Circoscrivendo le nostre considerazioni alla donna, è quasi scontato ricordare che la condizione della donna nei paesi di tradizione cattolica è stata strettamente legata al peso della religione nella società. Sappiamo quanto la religione ha pesantemente influito nel condizionare il giudizio e la considerazione degli uomini sulle donne.

E’ importante osservare che l’ideale dei diritti umani si è sviluppato dalla proclamazione, fatta dal Cristianesimo, dell’equivalenza di tutti gli esseri umani. L’ideale di tutelare, già in questo mondo, la libertà della persona, scaturisce dalla Riforma protestante del XVI secolo e fu poi elaborata dall’Illuminismo del XVIII secolo. Ma solo nel XIX secolo questo principio cominciò ad includere le donne,  e dal XX secolo ad essere applicato nelle società occidentali.
La religione è stata un fattore socio-culturale di fondamentale importanza in tutte le civiltà. Ogni discorso su Dio è sempre stato espresso con parole legate ad un determinato contesto culturale.
In una prospettiva femminista come conciliare il concetto di un solo Dio con una umanità in cui esistono due sessi?
Nel Giudaismo, nel Cristianesimo, nell’Islamismo, la priorità assegnata all’umanità maschile viene rafforzata da dottrine e simbolismi tradizionali che descrivono Dio con metafore maschili, escludendo quindi il femminile dal concetto di divinità.
Eppure le donne hanno avuto un ruolo decisivo nelle prime comunità cristiane.
Alle origini del cristianesimo convivono  visioni differenti della funzione della donna nella società, che rispecchiano una certa mobilità sociale delle donne. Il cristianesimo asserisce la sostanziale ‘parità’ fra i sessi, almeno sul piano spirituale, ma nel contempo si dà per scontata l’infirmitas del sesso femminile, rendendo evidente il condizionamento nei confronti della mentalità del tempo. Prevarrà la corrente più conservatrice, da cui discendono i dettami volti a “tenere sotto controllo” le donne.[i]


In Italia all’inizio del Novecento è la Chiesa che cerca di frenare il processo di emancipazione delle donne. Diceva il papa Pio X (1903-1914) “La donna? Che la piasa, che la tasa, che la staga in casa”.

## PROBLEMA 1:
Rispondi a queste domande sul brano sulla donna e la religione:
(a) Da quale movimento del XVI secolo scaturisce l'ideale di tutelare la libertà della persona?
(b) Con quali metafore le dottrine tradizionali di Giudaismo, Cristianesimo e Islamismo descrivono Dio?
(c) Quale papa viene citato, e con quali anni tra parentesi?
## PROBLEMA 2:
Procedi con il brano sulla donna e la religione, ripartendo dopo la frase di Pio X.
I dati provengono da una fonte diversa rispetto al brano.

## ESTRATTO DEI DATI:
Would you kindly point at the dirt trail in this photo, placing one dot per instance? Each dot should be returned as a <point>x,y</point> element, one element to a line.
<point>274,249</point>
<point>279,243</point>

## RISPOSTA 1:
(a) Dalla Riforma protestante.
(b) Con metafore maschili.
(c) Pio X, con gli anni 1903-1914.

## RISPOSTA 2:
Più tardi troviamo una piena convergenza tra Chiesa e fascismo sul controllo della morale e delle donne che restano relegate in un ruolo subalterno.
Nel secondo dopoguerra Pio XII (1939-1958) tenta la riconquista cristiana dell’Italia mentre si avvia la secolarizzazione che avanza inesorabile, portando con sé la lenta ma inarrestabile trasformazione del ruolo della donna nella società italiana che segna tutti gli anni Settanta e Ottanta. Cambiano i costumi, cambiano le leggi, cambia il rapporto uomo-donna nella famiglia e nel lavoro[ii].

I processi storici, culturali ed economici della globalizzazione sembravano destinati a relegare le religioni in una sfera privata. Al contrario inedite forme di convivenza ‘forzata’ prodotte dai fenomeni migratori e le conseguenze di numerosi fatti di cronaca (a partire dall’11 settembre 2001) hanno prodotto un repentino mutamento paradigmatico intorno al ruolo della religione nelle società contemporanee.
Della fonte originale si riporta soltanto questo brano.